● **Task objective**:
Transcribe the stretch of entries below from the line with "Query: white top" through the line with "form [416, 149].", exactly and with both ends included; leave out all other lines.
### Extracted entries ###
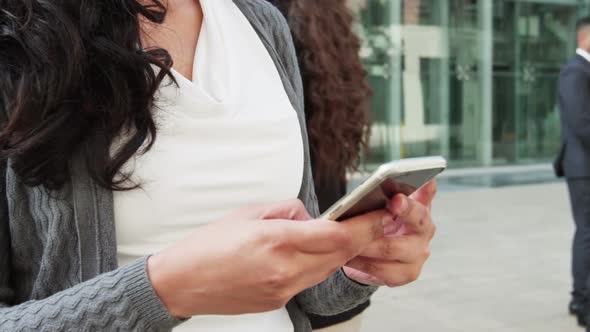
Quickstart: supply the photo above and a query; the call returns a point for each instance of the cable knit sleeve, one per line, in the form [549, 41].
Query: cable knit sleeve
[338, 293]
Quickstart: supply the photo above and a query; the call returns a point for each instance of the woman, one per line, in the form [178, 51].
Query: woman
[336, 104]
[131, 129]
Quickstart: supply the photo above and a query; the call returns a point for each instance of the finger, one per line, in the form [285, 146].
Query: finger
[348, 237]
[394, 274]
[319, 236]
[366, 228]
[405, 249]
[426, 193]
[415, 215]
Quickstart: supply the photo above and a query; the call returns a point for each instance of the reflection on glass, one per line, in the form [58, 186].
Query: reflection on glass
[454, 77]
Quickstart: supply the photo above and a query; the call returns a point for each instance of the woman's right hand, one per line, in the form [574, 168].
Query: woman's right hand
[256, 259]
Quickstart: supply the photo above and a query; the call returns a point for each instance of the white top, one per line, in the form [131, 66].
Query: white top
[228, 139]
[583, 53]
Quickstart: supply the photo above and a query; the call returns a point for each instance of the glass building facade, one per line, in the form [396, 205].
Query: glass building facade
[472, 80]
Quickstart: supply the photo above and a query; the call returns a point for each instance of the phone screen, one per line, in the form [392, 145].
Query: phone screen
[377, 199]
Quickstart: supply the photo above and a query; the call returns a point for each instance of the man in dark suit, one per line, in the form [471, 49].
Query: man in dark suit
[573, 162]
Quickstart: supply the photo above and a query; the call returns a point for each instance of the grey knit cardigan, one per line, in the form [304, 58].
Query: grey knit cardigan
[58, 266]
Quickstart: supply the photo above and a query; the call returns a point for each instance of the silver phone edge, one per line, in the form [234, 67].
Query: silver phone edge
[393, 168]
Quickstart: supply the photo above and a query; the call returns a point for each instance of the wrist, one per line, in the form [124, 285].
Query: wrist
[163, 285]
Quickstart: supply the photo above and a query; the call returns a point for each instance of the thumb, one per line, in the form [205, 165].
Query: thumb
[367, 228]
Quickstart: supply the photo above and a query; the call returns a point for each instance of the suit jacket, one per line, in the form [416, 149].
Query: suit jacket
[573, 160]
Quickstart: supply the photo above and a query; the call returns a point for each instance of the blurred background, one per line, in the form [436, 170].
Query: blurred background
[473, 80]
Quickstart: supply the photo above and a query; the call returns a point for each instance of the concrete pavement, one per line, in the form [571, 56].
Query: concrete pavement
[500, 262]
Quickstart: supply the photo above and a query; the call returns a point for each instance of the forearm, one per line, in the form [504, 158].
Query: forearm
[335, 295]
[119, 300]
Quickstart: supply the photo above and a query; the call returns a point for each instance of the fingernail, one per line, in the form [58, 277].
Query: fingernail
[403, 205]
[388, 219]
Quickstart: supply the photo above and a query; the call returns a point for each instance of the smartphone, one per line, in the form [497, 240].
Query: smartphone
[402, 176]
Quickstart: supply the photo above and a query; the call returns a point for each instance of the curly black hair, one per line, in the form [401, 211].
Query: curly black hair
[73, 78]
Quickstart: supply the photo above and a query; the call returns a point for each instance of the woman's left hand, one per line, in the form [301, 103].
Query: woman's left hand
[397, 258]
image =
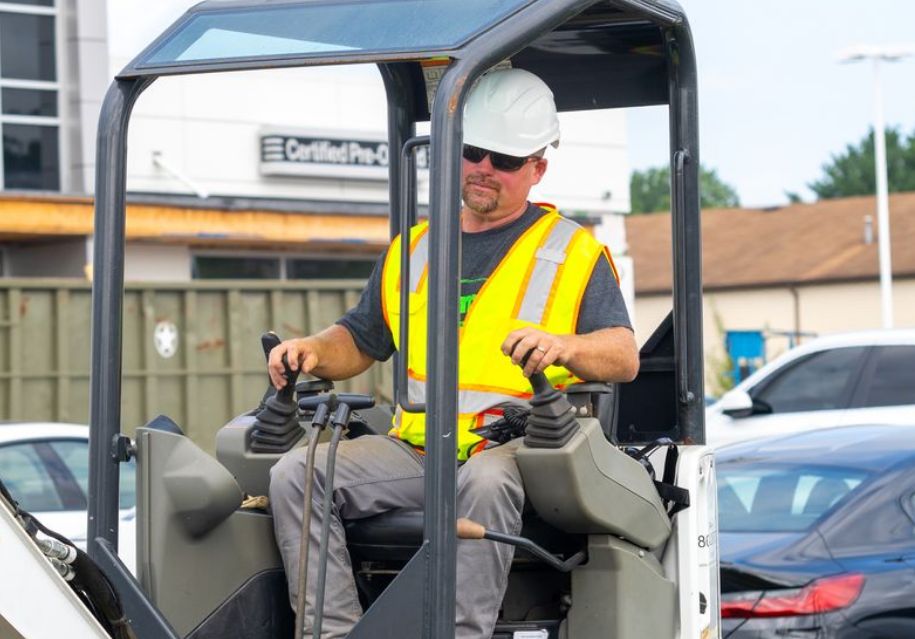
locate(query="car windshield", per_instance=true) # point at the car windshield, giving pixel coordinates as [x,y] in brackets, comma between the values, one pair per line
[780,498]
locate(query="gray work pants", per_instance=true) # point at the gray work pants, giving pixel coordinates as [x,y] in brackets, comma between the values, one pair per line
[375,474]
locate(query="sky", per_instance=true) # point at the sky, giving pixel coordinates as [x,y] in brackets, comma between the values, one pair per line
[774,102]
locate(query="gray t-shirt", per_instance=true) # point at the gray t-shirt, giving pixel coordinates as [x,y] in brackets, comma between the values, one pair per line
[601,307]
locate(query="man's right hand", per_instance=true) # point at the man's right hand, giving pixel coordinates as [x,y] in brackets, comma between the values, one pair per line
[299,352]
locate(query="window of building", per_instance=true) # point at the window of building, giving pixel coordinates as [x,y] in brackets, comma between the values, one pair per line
[323,269]
[217,267]
[29,96]
[205,267]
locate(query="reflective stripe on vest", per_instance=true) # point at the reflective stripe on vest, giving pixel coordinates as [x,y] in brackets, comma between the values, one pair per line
[539,283]
[419,261]
[550,257]
[469,401]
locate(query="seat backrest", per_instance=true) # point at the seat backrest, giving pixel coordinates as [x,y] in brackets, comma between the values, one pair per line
[599,400]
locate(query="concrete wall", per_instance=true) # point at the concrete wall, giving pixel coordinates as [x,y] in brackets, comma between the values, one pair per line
[819,310]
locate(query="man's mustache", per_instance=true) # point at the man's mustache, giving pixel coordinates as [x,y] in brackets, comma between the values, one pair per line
[482,181]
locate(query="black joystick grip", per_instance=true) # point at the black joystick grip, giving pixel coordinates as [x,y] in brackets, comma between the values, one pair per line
[276,427]
[269,341]
[552,422]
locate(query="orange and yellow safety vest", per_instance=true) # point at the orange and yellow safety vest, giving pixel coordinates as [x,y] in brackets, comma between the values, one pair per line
[540,283]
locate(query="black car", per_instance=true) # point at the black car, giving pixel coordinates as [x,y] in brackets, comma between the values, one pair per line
[817,535]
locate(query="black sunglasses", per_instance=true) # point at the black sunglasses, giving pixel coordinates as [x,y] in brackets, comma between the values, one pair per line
[500,161]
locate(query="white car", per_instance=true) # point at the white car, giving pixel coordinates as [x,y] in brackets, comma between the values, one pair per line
[45,466]
[843,379]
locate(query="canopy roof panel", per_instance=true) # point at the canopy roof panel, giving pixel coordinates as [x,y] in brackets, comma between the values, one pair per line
[610,53]
[214,32]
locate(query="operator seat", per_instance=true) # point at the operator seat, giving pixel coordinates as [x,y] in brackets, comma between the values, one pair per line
[398,534]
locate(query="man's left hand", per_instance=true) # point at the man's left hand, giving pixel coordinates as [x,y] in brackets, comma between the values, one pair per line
[545,348]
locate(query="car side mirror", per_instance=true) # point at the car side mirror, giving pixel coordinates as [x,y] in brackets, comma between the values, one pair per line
[736,403]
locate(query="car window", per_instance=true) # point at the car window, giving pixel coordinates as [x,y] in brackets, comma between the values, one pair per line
[893,380]
[28,479]
[777,498]
[818,382]
[75,454]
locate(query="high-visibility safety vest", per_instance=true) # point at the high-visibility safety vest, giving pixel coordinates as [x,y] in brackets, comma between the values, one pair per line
[540,283]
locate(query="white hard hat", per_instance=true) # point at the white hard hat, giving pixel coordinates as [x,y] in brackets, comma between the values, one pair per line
[511,111]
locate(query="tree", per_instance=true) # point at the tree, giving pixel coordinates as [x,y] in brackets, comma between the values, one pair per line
[649,190]
[852,171]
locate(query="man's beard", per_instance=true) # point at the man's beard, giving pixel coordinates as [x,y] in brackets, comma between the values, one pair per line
[476,202]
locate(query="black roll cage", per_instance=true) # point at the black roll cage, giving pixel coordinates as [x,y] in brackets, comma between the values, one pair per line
[637,52]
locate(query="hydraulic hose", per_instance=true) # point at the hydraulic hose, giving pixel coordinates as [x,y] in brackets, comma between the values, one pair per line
[339,420]
[317,425]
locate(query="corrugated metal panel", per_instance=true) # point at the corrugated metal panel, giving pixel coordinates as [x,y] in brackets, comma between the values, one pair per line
[208,365]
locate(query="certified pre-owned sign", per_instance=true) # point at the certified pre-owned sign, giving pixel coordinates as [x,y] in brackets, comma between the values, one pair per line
[339,155]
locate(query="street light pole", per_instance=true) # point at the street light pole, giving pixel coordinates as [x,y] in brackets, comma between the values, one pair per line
[883,202]
[878,55]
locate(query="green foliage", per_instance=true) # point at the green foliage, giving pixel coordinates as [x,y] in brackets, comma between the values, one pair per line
[650,190]
[718,363]
[852,172]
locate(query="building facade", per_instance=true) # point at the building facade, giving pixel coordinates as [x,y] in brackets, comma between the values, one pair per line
[268,174]
[785,274]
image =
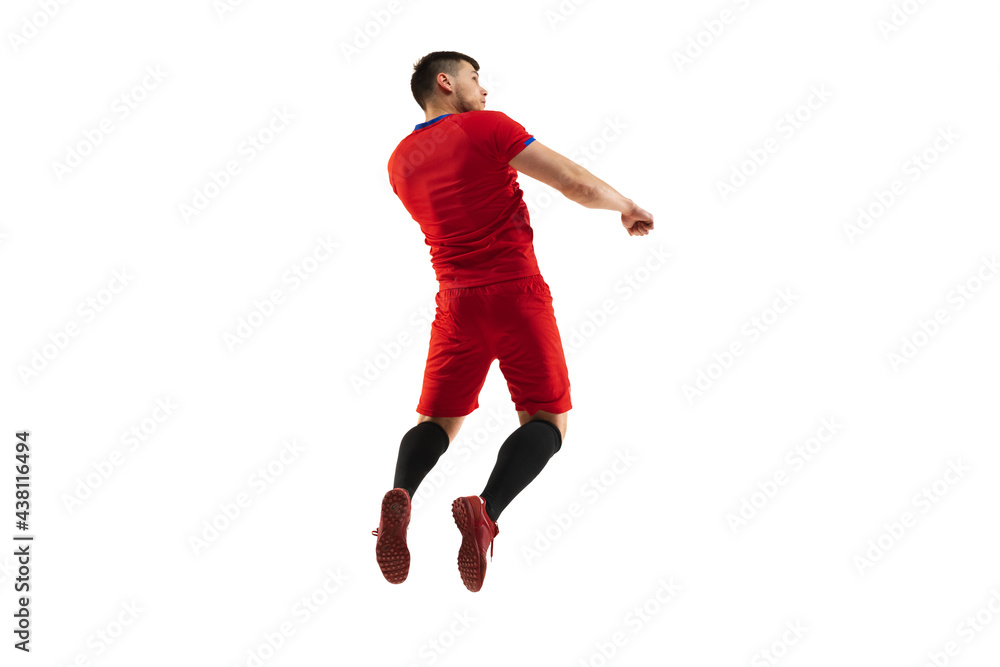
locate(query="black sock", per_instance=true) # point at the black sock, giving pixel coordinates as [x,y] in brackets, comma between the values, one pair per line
[521,457]
[420,449]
###
● **Problem solution**:
Query: white top
[228, 139]
[583, 53]
Quickstart: supply the photo above and a query; the call returns a point for each instance of the glass building facade, one per line, in the form [396, 205].
Query: glass building facade
[472, 80]
Quickstart: supply the photo above and a query; the call returns a point for each instance of the phone screen, one per line, in the form [392, 145].
Query: phone screen
[377, 199]
Quickstart: supply the photo above and a query; the call returns a point for each instance of the man in dark suit, one per line, in the form [471, 49].
Query: man in dark suit
[573, 162]
Quickstart: supply the photo above and a query; the call returns a point for each instance of the grey knit cardigan, one per line, in the form [304, 58].
Query: grey knit cardigan
[58, 266]
Quickstart: supply the photo above and a query; the call returns a point for each instance of the silver phone edge, one per line, in the form [234, 67].
Query: silver phone edge
[393, 168]
Quickstart: supply the photo above and a query; the call returns a point for each instance of the wrist, one per line, in the form [124, 285].
Query: wrist
[163, 285]
Quickstart: supply the photo above and a query; the call returns a point for each instance of the thumb, one per line, in the form [205, 165].
Query: thumb
[367, 228]
Quickstart: supply the photo above and a query; the call returns a point for each instance of the suit jacket, one per line, in the form [416, 149].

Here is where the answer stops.